- **Task goal**
Copy the items below from the line containing "Exercise. Pin every instance of the japanese" through the end of the items, with "Pins" replaced by "Points" and nothing else changed. Give only those lines.

:: Records for this exercise ::

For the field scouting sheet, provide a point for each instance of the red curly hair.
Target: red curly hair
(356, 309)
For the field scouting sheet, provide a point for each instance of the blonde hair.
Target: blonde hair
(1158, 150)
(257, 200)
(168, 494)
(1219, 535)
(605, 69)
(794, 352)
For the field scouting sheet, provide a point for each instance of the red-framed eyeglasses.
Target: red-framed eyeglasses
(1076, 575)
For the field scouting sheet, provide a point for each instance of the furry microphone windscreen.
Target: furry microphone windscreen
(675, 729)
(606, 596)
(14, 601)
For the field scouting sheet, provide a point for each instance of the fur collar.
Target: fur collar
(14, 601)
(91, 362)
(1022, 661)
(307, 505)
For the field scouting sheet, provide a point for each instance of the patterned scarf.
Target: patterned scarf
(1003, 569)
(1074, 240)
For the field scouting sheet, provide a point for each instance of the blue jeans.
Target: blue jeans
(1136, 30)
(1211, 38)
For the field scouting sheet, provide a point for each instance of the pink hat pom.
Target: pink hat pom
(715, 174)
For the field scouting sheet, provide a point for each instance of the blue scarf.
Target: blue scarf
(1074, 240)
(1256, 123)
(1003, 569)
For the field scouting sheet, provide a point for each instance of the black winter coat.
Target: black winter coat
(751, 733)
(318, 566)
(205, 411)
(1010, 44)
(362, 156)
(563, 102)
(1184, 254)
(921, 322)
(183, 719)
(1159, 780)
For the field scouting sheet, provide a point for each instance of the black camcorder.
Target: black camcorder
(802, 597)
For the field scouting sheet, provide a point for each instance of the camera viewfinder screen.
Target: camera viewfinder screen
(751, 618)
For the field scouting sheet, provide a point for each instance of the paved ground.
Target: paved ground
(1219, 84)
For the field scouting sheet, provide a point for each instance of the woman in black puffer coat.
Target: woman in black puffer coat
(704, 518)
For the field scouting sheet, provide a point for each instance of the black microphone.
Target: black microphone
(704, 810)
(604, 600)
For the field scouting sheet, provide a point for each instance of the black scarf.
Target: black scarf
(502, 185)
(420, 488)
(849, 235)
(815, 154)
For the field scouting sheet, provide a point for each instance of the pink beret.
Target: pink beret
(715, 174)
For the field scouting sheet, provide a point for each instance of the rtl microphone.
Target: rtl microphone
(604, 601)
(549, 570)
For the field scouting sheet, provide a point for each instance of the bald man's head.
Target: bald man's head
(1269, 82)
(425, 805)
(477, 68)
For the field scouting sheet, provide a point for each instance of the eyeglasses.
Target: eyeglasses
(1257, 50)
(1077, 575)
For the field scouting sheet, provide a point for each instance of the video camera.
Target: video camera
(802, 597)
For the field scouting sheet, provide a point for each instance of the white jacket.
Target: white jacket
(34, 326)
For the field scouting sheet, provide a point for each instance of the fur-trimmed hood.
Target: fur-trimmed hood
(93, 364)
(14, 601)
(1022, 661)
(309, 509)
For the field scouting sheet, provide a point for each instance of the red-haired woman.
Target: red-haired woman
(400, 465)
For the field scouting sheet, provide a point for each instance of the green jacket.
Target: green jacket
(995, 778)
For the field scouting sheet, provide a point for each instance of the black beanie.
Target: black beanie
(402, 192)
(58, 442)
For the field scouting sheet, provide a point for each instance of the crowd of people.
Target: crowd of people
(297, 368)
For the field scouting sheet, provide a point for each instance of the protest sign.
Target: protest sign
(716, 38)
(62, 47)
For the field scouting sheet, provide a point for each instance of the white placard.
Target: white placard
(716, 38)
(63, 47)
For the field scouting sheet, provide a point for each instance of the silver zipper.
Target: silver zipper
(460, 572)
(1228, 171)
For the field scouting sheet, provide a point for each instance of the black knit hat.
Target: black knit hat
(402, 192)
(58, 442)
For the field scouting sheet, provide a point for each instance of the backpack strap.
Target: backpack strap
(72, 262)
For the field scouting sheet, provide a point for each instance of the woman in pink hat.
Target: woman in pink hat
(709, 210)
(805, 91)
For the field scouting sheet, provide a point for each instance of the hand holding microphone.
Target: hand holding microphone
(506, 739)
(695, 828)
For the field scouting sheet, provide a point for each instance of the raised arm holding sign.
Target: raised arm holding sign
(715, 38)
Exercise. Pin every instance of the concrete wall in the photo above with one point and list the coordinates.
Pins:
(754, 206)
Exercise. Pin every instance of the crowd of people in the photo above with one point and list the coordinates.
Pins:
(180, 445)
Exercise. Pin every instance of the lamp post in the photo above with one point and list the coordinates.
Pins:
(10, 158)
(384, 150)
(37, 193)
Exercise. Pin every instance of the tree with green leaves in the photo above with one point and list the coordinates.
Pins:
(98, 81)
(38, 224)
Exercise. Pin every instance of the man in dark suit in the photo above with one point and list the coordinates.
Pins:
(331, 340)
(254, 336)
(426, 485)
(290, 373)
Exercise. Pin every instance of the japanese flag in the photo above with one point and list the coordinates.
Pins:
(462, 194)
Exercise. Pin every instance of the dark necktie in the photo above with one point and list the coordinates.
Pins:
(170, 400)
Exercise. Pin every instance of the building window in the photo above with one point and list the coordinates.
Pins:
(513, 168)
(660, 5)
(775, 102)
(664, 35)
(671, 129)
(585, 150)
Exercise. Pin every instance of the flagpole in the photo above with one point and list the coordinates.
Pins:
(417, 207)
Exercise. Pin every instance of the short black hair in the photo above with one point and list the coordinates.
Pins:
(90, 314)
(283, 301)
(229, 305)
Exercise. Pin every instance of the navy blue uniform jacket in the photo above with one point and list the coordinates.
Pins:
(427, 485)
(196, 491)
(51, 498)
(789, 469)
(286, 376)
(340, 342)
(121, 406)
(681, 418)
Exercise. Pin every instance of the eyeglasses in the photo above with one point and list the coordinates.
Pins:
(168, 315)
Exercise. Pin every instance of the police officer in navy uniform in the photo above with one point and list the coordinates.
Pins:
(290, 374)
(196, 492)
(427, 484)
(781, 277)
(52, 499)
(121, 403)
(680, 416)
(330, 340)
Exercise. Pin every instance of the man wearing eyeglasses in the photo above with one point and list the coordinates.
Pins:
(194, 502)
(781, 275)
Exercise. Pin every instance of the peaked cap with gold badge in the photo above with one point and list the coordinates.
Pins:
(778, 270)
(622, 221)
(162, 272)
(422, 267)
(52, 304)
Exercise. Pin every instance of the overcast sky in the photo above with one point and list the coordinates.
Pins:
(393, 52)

:::

- **Right answer**
Exercise. Pin every instance of the japanese flag in the photo above with one point and list the coordinates.
Points:
(462, 194)
Exercise. Pin every instance of the dark necktie in the photo above with one point and list the coordinates.
Points:
(170, 400)
Exercise. Pin every instance of the building window in the photo above with one point and list the coordinates.
Points:
(513, 168)
(660, 5)
(775, 102)
(664, 35)
(671, 129)
(585, 150)
Exercise. Pin every instance of the flagpole in the photo above with one point and list the coordinates.
Points:
(417, 207)
Exercise. Pin every instance of the short black hair in the photo above with one point and list the coordinates.
Points:
(90, 314)
(283, 301)
(229, 305)
Exercise. Pin every instance of the navy blue uniform jacket in the photo above with one point and list the coordinates.
Points:
(427, 485)
(196, 491)
(51, 498)
(789, 469)
(286, 376)
(340, 342)
(121, 406)
(681, 418)
Exercise. Pin every instance of the eyeglasses in the photo above with one point and list the coordinates.
Points:
(168, 315)
Exercise. Pin every instance of the police officer in navy uniform in the photo above with one point and list the coordinates.
Points:
(290, 374)
(196, 492)
(427, 484)
(781, 277)
(52, 499)
(121, 403)
(680, 416)
(330, 340)
Exercise. Pin every instance of the man wearing eyeglasses in the photo above with one point and list the coordinates.
Points:
(194, 502)
(781, 275)
Exercise. Pin every instance of the peaked cap with gold badge in the photo above with one point and list the coordinates.
Points:
(778, 270)
(622, 221)
(162, 272)
(422, 267)
(52, 304)
Exercise. Pin every instance of the overcast sky in the photo above with one point and list the coordinates.
Points:
(393, 52)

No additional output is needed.